Daily Devotion for August 31, 2013
Our Father, who art in heaven, hallowed be thy name. Thy kingdom come; Thy will be done, on earth as it is in heaven. Give us this day our daily bread, and forgive us our trespasses, as we forgive those who trespass against us. And lead us not into temptation, but deliver us from evil.
For Thine is the kingdom, and the power, and the glory, forever and ever.
The Deep River Boys have a lot of fun with the story of the Hebrew children (from the first three chapters of Daniel). You might want to watch this full-screen (see today's "Tip").
Prayer of Thanks
Heavenly Father, I thank you for my life and everything you have bestowed upon me and upon all people, this day and every day. I thank you for the good and bad, the understanding of forgiveness, and your holy power, without which we would have nothing. I thank you this day for all your blessings, your gifts, your never ending love for us. Although we all are sinners, I ask you to forgive me every day for what I might have done wrong, that I might not have noticed. Even though we all come short of the glory of God, I thank you for the sacrifice of your only son Jesus Christ for all our sins. You and only you know us Father and you know if our hearts are true. So once again, I thank you with all my heart and soul. In the name of Christ I pray,
A Prayer of St. Basil the Great
I bless you, O God most high and Lord of mercies, who forever works great and mysterious deeds for me, glorious, wonderful, and numberless; who provides me with sleep as a rest from my infirmities and as a repose for my body tired by labor. I thank you that you have not destroyed me in my transgressions, but in your love toward mankind you have raised me up, as I lay in despair, that I may glorify your majesty.

- - -

- _EXERCISE 1_: According to the daily devotion, which group has a lot of fun with the story of the Hebrew children?
- _EXERCISE 2_: Quote the daily devotion word for word, starting with "Daily Devotion for" and going on through "us from evil.".

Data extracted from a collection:
- - -

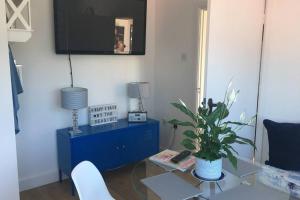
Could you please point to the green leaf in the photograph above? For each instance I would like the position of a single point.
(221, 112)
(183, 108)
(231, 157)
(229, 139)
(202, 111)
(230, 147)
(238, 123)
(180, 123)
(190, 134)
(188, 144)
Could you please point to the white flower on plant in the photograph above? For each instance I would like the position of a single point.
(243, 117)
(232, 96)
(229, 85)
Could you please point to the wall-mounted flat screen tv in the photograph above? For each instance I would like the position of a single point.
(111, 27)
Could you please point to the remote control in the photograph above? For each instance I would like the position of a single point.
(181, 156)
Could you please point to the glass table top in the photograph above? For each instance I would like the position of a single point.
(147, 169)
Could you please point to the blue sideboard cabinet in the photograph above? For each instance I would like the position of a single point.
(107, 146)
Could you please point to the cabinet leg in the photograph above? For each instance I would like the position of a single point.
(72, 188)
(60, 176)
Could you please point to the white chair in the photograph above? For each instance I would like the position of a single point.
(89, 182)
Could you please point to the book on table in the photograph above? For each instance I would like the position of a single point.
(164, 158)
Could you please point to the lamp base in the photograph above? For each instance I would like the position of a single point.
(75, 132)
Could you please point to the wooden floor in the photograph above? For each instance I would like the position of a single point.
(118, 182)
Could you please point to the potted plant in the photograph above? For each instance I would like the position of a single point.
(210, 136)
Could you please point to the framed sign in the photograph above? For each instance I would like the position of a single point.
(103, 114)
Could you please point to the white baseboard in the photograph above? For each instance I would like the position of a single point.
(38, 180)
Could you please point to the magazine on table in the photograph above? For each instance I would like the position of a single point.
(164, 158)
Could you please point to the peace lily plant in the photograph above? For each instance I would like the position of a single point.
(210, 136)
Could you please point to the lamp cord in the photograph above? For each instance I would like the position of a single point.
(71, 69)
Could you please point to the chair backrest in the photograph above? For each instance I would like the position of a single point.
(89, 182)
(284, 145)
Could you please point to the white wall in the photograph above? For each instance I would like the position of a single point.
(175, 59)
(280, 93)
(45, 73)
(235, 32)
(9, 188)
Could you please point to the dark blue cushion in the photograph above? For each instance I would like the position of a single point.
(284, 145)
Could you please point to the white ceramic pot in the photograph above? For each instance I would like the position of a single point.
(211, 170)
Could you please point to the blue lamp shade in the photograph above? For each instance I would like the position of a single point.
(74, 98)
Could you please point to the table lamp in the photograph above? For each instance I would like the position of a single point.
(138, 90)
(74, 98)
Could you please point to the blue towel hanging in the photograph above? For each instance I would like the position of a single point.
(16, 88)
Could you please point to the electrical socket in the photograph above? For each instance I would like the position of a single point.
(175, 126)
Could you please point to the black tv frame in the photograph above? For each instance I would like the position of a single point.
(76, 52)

- - -

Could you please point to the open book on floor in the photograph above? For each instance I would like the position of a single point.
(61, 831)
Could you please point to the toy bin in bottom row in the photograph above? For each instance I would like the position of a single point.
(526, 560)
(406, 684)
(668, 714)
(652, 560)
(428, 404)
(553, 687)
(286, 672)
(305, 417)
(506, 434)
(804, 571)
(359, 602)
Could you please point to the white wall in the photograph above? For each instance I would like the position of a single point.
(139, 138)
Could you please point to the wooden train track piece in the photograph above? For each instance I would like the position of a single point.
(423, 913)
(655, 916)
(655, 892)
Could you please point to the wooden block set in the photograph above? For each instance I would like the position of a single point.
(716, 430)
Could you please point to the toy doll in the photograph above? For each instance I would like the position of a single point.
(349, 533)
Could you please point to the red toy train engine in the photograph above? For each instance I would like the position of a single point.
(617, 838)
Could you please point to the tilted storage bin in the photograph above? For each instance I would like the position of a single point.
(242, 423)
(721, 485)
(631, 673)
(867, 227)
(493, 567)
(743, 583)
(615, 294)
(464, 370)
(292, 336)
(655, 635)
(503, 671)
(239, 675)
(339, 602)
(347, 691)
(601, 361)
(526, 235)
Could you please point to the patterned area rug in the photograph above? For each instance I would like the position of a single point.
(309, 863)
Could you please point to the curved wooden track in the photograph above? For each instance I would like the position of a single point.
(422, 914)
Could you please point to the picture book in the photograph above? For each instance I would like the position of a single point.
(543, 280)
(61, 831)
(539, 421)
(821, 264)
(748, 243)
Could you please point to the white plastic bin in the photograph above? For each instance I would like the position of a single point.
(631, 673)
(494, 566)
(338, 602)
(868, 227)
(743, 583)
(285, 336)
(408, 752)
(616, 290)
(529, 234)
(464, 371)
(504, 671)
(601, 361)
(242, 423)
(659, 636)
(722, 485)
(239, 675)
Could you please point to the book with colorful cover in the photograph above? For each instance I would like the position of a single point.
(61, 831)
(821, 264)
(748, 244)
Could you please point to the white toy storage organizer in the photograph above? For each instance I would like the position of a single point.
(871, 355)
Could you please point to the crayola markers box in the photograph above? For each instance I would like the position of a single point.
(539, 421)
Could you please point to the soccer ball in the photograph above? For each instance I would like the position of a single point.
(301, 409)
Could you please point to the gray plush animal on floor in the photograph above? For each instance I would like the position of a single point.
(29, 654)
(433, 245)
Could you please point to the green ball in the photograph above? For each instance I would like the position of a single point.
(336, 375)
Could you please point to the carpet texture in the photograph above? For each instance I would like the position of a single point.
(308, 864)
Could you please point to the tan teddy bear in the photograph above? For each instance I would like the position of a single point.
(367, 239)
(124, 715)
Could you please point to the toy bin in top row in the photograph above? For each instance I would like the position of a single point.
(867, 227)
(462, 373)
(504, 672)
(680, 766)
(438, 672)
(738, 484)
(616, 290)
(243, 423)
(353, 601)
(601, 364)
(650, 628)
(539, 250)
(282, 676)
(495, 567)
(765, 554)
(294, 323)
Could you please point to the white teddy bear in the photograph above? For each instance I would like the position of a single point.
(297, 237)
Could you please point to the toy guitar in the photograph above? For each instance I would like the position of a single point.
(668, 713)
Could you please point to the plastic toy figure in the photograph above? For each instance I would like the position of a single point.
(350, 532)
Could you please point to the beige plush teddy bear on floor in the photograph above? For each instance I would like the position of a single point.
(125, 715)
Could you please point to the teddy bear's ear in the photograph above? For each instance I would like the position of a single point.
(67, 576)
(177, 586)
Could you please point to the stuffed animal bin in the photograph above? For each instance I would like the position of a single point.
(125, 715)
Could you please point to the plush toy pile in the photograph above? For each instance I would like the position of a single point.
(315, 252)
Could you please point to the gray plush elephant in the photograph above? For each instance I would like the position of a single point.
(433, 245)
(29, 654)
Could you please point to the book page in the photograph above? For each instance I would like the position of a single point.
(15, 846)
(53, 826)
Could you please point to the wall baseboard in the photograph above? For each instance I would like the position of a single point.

- - -

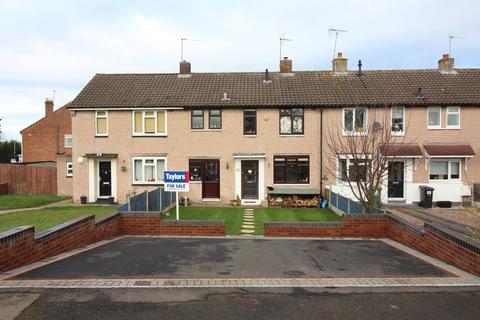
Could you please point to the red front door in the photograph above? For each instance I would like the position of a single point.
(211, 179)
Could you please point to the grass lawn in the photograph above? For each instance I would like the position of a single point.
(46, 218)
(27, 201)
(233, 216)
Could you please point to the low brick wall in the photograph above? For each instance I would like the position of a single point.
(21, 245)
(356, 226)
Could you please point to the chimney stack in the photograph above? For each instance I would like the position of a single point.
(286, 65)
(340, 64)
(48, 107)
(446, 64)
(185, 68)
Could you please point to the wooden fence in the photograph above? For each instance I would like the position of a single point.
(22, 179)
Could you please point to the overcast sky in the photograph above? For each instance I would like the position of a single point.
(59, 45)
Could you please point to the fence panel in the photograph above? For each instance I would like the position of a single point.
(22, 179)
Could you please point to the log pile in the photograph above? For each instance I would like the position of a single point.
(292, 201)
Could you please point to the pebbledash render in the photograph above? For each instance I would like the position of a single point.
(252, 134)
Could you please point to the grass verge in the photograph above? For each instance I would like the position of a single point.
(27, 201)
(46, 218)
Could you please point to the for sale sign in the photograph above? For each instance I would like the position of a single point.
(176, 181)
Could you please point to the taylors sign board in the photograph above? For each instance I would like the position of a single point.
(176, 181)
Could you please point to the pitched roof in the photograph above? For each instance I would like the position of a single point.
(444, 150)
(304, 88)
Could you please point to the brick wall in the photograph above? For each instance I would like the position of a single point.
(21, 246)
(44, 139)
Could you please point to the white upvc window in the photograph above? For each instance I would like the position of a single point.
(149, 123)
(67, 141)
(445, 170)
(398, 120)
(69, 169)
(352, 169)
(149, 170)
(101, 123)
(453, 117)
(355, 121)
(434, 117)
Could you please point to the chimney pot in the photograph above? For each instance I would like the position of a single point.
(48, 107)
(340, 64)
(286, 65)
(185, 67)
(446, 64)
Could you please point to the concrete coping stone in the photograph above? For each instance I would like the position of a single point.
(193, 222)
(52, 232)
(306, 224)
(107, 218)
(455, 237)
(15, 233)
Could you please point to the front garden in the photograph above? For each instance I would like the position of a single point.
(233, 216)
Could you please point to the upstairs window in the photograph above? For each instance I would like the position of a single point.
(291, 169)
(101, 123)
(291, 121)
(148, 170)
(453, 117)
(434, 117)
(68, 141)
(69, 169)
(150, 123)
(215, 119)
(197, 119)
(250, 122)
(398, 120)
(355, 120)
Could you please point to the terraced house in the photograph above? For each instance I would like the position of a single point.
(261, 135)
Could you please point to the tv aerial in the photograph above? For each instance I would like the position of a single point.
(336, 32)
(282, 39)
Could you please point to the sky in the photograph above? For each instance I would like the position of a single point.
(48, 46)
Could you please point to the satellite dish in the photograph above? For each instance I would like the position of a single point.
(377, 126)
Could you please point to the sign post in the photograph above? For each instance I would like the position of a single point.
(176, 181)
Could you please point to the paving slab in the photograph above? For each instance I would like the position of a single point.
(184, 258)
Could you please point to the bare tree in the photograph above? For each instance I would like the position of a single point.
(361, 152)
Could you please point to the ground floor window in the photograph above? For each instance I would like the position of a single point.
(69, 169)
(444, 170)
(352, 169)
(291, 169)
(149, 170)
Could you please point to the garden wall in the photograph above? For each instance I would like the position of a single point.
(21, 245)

- - -

- _COMPLETE OUTPUT 1_: The Deep River Boys.

- _COMPLETE OUTPUT 2_:
Daily Devotion for August 31, 2013
Our Father, who art in heaven, hallowed be thy name. Thy kingdom come; Thy will be done, on earth as it is in heaven. Give us this day our daily bread, and forgive us our trespasses, as we forgive those who trespass against us. And lead us not into temptation, but deliver us from evil.